--- Your task ---
Copy the listing below word for word, from the first line to the last. Leave the pictures out of your copy.

--- Information shown ---

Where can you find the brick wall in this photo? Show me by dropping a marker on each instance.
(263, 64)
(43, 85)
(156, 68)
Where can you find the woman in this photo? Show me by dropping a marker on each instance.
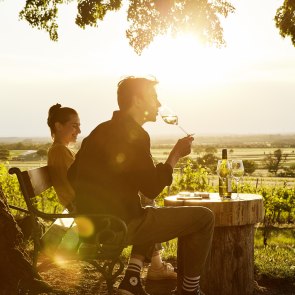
(64, 124)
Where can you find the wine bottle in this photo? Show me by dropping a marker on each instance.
(225, 189)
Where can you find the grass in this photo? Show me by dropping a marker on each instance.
(277, 259)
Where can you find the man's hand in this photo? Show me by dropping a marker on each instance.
(181, 149)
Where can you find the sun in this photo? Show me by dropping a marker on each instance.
(182, 59)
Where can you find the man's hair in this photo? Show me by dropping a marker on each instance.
(131, 86)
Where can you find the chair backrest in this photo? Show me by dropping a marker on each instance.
(32, 182)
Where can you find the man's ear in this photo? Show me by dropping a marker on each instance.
(136, 100)
(58, 126)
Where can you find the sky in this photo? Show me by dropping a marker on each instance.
(246, 87)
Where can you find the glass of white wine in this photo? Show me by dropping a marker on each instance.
(237, 171)
(171, 118)
(223, 170)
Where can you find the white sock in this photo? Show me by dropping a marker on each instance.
(156, 261)
(190, 284)
(134, 265)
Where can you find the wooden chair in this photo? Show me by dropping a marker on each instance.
(110, 239)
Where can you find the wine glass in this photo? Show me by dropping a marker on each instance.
(171, 118)
(237, 171)
(223, 171)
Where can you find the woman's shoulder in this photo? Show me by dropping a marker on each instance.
(58, 148)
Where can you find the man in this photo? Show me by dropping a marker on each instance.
(114, 164)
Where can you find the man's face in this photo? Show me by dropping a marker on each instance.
(149, 104)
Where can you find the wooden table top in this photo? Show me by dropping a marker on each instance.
(248, 210)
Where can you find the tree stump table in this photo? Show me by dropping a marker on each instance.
(230, 267)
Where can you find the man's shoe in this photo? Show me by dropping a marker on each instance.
(131, 285)
(166, 272)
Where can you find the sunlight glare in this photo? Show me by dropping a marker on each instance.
(184, 60)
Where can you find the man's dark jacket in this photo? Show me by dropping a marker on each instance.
(113, 165)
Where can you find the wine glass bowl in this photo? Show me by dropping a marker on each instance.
(223, 171)
(237, 172)
(170, 117)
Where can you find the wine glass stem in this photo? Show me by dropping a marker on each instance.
(183, 130)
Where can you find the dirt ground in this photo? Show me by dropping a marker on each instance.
(77, 278)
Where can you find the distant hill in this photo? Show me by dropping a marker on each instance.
(8, 140)
(234, 140)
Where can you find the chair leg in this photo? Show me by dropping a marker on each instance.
(107, 271)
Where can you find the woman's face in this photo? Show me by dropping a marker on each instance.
(68, 132)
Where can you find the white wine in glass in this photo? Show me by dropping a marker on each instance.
(171, 118)
(237, 171)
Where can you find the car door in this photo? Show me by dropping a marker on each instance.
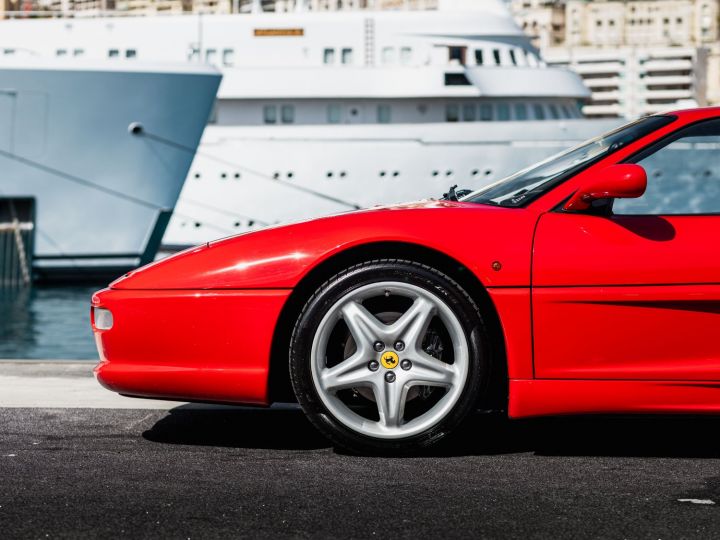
(635, 293)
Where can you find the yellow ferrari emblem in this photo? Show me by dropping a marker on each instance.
(390, 360)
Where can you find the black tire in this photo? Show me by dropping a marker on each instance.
(379, 270)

--- Exercise response ---
Where can you find the brick wall in this photo? Show me by dropping a marker on each instance.
(263, 64)
(43, 85)
(156, 68)
Where can you find the woman in this photo? Show me by dropping a marker on each instance.
(64, 124)
Where can you find the wine bottle in this photo? Show me by dropping a marker on each instance.
(225, 189)
Where can you find the grass in this photo? Show me by dropping a marker on each instance.
(277, 259)
Where can you find the man's hand in this photo? Show me by dropping a marker on each instance.
(181, 149)
Where can you find the sun in this photo? Show me by dropping a marker on each instance.
(182, 59)
Where can you find the man's hair in this photo? Show me by dropping a marker on each instance.
(131, 86)
Where can you find the chair backrest in this photo? Show me by dropping a marker on each instance.
(32, 182)
Where can you find the man's ear in this photo? Show me by dropping a marker on each instance.
(136, 100)
(58, 126)
Where can you find the sky in this photo? Show me by dropping a marker on each instance.
(246, 87)
Where can you find the glass of white wine in this photo? Show me by dropping a marker on each instance.
(237, 171)
(171, 118)
(223, 170)
Where can you find the white sock in this photo? Show me by dropping a marker on each instance.
(156, 261)
(190, 284)
(134, 265)
Where can you find the wooden chair in this photo? Show me by dropping a marker on each instance.
(110, 239)
Where can you find the wine glass in this photo? Show me by dropping a marker on each instance.
(171, 118)
(237, 171)
(223, 171)
Where can you find the woman's shoulder in this photo? Show me by dropping a marker on each instance.
(58, 148)
Where can you find the man in this photo? Show me by dropping a marker on each instance.
(114, 164)
Where can you find the man's face in this photo? Show me by dropping a marker on each instance.
(149, 104)
Where can you find the wooden table top in this photo? Show me by dropping a marker on each instance.
(248, 210)
Where can you find the tree stump table in this photo? Show me by dropping a marker on each instance.
(230, 267)
Where can you find the man's shoe in this photo? Show me by dropping a marker on each instance.
(131, 285)
(166, 272)
Where can you find the sunlight glare in this photo? Show me by dropping a marker on each instance.
(184, 60)
Where can you find the man's dark jacket in this photo? Show me by dropping a marker on each instance.
(113, 165)
Where can you find the wine glass bowl in this photo? Show me by dropping a marker on each instance.
(223, 171)
(237, 172)
(170, 117)
Where can you find the wine glass stem in this photo? Show me by dropping a marker on each instance.
(183, 130)
Where can you find the dirt ground in this photo? Show me by dropping a marker on each instance.
(77, 278)
Where can you find the distant hill in this photo? Show me by dropping a marker on each instance.
(8, 140)
(234, 140)
Where can you find the chair leg in this photo? Show me by dropping a marker on each instance.
(107, 271)
Where can you find the woman's face in this photo? Show me by dropping a marker on each instance.
(68, 132)
Where can you find the white wine in glass in this photo? Show me by dropping a marker on each instance.
(171, 118)
(237, 171)
Where can you find the car door in this photo? Show me by dropping a marker on each instance.
(635, 293)
Where can you find the yellow ferrari emblem in this photo? Show me by dropping a marker on each instance.
(390, 360)
Where can you find the black tire in this photo? Show me by dropping a marker on each instance.
(379, 270)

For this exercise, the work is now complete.